- EXERCISE -
Please copy each line below that contains the word "before".

- Segmentation mask data -
%%

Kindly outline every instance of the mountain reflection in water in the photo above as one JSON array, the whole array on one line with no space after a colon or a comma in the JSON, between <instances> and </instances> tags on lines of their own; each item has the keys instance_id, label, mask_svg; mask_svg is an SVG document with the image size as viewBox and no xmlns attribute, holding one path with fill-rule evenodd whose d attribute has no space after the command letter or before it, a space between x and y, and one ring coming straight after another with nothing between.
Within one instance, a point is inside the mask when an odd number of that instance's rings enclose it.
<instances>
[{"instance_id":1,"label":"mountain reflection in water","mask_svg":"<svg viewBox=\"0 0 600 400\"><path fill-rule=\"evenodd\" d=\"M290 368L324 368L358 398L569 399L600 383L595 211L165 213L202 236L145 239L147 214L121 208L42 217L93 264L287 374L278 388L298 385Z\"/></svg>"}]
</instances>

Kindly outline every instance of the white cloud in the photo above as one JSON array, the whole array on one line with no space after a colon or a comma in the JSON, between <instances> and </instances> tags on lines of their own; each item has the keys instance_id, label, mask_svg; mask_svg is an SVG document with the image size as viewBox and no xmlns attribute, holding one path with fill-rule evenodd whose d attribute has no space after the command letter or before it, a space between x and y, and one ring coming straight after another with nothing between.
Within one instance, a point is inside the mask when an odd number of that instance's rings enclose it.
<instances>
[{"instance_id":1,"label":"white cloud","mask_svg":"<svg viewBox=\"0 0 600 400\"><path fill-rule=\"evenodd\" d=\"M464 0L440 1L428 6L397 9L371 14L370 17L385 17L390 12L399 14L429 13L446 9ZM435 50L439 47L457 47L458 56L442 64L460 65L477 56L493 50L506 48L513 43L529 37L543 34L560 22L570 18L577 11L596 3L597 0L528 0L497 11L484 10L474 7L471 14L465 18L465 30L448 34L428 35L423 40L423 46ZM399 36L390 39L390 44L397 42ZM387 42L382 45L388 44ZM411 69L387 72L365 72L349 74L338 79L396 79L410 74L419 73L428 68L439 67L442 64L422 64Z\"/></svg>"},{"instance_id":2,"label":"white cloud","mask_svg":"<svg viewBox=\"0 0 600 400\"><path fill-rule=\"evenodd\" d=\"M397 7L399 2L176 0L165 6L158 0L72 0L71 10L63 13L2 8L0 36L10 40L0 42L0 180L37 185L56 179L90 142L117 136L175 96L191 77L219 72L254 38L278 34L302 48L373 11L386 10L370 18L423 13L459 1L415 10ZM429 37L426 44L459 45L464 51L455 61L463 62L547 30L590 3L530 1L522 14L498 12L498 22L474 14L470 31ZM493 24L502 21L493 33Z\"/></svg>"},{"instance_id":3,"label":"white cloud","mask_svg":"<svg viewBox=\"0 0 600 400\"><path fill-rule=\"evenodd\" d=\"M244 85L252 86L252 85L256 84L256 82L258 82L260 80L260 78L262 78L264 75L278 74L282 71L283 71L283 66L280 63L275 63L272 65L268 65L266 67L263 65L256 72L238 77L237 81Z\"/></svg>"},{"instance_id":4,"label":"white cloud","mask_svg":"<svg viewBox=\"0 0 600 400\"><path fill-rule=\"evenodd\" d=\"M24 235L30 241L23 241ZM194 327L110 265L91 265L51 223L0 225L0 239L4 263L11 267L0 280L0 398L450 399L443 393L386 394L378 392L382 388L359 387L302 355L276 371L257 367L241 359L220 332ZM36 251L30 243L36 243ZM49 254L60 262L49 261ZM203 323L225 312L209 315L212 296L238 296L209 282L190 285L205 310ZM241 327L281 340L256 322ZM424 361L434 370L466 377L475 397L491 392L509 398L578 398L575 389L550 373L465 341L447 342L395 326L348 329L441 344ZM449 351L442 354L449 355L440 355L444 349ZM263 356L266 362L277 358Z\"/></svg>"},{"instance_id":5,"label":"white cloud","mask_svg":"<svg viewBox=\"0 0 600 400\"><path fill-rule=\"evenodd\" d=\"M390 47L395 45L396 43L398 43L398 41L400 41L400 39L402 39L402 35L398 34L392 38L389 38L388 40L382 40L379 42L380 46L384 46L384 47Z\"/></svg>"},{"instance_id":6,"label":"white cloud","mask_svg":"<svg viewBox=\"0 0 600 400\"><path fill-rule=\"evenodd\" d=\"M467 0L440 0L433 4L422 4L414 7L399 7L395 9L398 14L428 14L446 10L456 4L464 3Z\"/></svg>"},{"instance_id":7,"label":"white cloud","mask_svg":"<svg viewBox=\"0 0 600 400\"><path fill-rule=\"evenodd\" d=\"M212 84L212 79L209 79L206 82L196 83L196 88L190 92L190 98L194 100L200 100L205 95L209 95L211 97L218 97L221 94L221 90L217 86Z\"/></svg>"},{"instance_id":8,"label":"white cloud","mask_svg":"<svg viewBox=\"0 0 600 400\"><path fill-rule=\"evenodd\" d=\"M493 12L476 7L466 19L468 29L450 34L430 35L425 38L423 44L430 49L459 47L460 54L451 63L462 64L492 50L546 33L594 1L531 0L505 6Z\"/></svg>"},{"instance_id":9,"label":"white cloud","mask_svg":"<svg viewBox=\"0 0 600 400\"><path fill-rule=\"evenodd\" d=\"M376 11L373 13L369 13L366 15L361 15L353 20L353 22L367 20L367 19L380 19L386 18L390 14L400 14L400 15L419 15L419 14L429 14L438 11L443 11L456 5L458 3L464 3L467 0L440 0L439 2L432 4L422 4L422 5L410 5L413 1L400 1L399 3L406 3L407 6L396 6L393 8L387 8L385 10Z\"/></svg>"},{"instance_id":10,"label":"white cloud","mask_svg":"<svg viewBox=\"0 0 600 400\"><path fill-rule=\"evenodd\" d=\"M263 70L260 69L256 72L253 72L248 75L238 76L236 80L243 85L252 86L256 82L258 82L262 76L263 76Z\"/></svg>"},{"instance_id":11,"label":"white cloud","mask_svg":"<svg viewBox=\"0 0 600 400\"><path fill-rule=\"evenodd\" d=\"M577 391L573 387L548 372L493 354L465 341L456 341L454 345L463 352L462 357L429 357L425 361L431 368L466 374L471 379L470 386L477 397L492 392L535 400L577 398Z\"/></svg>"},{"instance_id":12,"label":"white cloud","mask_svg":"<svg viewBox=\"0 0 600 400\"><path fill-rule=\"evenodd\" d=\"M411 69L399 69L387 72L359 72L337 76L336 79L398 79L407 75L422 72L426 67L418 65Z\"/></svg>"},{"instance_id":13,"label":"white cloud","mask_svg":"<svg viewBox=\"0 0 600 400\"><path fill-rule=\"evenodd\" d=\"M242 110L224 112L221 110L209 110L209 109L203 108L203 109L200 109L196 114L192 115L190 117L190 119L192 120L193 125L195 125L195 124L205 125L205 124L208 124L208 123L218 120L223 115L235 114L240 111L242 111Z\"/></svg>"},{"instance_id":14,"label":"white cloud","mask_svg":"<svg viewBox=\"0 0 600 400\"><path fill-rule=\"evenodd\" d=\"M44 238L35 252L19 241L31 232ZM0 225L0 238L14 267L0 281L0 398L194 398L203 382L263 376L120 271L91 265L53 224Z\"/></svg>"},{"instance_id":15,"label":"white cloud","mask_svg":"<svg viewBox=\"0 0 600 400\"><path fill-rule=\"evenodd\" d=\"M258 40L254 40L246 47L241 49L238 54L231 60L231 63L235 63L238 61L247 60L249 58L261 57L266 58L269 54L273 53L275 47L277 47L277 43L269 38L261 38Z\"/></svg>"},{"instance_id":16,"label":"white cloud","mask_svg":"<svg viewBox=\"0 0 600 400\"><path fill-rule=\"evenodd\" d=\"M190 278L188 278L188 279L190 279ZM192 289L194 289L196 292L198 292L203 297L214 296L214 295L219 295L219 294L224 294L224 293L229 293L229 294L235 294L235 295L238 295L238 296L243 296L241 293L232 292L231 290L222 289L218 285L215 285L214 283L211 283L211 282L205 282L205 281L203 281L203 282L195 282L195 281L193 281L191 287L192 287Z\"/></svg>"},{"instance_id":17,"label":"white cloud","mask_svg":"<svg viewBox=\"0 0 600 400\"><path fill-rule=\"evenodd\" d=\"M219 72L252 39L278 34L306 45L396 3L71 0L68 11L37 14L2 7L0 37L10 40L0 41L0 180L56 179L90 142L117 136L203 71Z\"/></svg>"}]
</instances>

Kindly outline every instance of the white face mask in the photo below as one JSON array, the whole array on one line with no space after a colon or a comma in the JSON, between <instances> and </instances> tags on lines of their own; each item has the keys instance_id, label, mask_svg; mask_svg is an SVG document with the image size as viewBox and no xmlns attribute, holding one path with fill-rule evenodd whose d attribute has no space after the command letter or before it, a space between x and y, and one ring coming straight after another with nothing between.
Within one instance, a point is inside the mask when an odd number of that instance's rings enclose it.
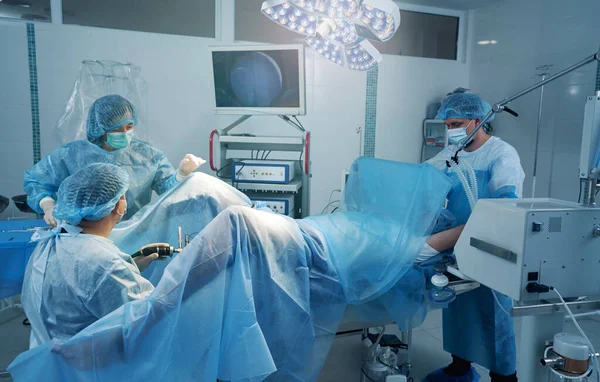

%%

- OUTPUT -
Kindly outline every instance of the mountain reflection in water in the photo above as one JSON array, the whole array on one line with no space after a colon or a comma in the JSON, between <instances> and </instances> tags on lines of their own; each item has the keys instance_id, label, mask_svg; mask_svg is an SVG document with the image size as viewBox and no xmlns attribute, holding one path with fill-rule evenodd whose d attribute has no space after the command letter or before it, a space between x and y, and one ring coming straight after another with nothing between.
Kindly outline every instance of the white cloud in the photo above as one JSON array, the whole array on one line with no space after a colon or a comma in the JSON, between <instances> and </instances> tags on lines of their own; each item has the keys instance_id, label, mask_svg; mask_svg is an SVG document with the image size as viewBox and no xmlns attribute, holding one path with fill-rule evenodd whose d attribute has no space after the command letter or before it, a space between x and y, and one ring coming straight after another with nothing between.
Kindly outline every instance of the white face mask in the photo below as one JSON array, the whole array on one line with no space after a colon or a comma in the JSON, between <instances> and </instances> tags on lines of their own; each item has the keys instance_id, label, mask_svg; mask_svg is an SVG document with the image size as viewBox and no xmlns attribute, holding one path with fill-rule evenodd whose d attribute has no space after the command letter or before it, a space between x and y, and one ring coming straight after another with nothing between.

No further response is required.